> _YOUR ASSIGNMENT_
Reproduce this listing in full.

> _GIVEN DATA_
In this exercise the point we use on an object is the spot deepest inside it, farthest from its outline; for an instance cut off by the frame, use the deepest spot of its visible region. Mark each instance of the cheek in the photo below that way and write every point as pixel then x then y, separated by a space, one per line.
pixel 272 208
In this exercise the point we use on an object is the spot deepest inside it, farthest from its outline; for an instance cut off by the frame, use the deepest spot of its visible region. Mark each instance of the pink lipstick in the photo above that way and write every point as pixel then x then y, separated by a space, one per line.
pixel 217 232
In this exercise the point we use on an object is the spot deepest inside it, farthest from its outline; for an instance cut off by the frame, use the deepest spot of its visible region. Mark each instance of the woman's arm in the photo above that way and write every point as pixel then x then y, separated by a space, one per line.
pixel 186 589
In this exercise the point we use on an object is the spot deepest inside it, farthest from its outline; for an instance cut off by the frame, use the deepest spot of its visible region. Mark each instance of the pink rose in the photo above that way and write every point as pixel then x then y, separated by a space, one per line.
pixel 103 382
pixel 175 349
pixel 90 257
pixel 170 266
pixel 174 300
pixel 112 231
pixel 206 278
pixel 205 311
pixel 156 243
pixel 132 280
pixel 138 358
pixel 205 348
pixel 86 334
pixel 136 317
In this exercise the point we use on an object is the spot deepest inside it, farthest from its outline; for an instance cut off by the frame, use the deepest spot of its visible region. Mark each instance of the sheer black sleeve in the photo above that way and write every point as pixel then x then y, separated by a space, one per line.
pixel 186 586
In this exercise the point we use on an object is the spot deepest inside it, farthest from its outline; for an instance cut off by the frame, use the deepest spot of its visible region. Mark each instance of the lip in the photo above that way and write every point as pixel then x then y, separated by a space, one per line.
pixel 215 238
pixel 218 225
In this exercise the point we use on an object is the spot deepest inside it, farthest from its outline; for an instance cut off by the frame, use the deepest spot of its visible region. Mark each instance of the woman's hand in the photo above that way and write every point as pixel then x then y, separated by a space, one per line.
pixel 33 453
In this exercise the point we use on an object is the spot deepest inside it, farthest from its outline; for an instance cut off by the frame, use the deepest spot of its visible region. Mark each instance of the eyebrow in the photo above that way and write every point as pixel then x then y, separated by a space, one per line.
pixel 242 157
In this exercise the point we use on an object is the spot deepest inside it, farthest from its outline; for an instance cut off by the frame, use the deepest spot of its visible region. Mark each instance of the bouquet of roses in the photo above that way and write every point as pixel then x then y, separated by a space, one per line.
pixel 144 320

> _RESULT_
In this exercise the point we use on an object is the spot deepest inside it, farthest from its outline; for an instance cut off by the frame, use the deepest spot of its visible region. Mark each instance of the cheek in the photo below that way and write every point as pixel then x then y, separated by a space, one per line.
pixel 272 208
In this exercise the point we use on an object is the spot deepest inside it, farthest from its outline; for an instance cut off by the frame, use the deepest spot of its visible region. Mark each instance of the pink lipstick in the photo above that way and write every point as pixel then x then y, separated by a space, one per line.
pixel 217 232
In this exercise the point we use on an object is the spot deepest inside it, farthest from its outline; for an instance cut off by the frame, use the deepest spot of its visible region. Mark each instance of the woman's arm in the photo above that way and write every point as pixel then x then y, separated by a space, one per line.
pixel 186 589
In this exercise the point we use on an object is the spot deepest inside it, farthest from its outline; for an instance cut off by the frame, use the deepest spot of its visible region. Mark each instance of the pink rose in the photo above that way and write every point as pixel then x then y, separated by a space, one per line.
pixel 103 382
pixel 175 349
pixel 90 257
pixel 170 266
pixel 174 300
pixel 112 231
pixel 206 278
pixel 205 311
pixel 156 243
pixel 132 280
pixel 138 358
pixel 205 348
pixel 86 334
pixel 136 317
In this exercise the point we use on an object is the spot deepest inside it, farthest from its outline; for an instance cut off by the frame, use the deepest spot of its visible region. Mark each instance of the sheer black sleeve in the photo above that way and write every point as pixel then x then y, separated by a space, one per line.
pixel 186 586
In this exercise the point we use on an object is the spot deepest inside it, farthest from its outline; for an instance cut off by the frame, use the deepest spot of its visible region. Mark each instance of the lip in the photo above that way and write every point as pixel then x then y, separated by a space, one per line.
pixel 215 238
pixel 218 225
In this exercise the point we use on an object is the spot deepest inside it, farthest from its outline; for an instance cut off by the frame, use the deepest spot of its visible region. Mark each instance of the woman's hand in the photo above that way and write every point as pixel then x then y, separated by a space, one per line.
pixel 33 453
In this exercise the point we use on an object is the spot deepest inside it, farthest from its outline; for an instance cut off by the frame, use the deepest spot of its visible region. Mark each instance of the eyebrow in the photo above that way and write every point as pixel then x then y, separated by a space, one per line.
pixel 242 157
In this exercise the point we use on an object is the spot deepest inside it, farthest from its outline; for an instance cut off by the frame, use the deepest spot of its visible region. Mark each instance of the bouquet of roses in the photo above that way and write every point as pixel then x then y, separated by a space, one per line.
pixel 144 320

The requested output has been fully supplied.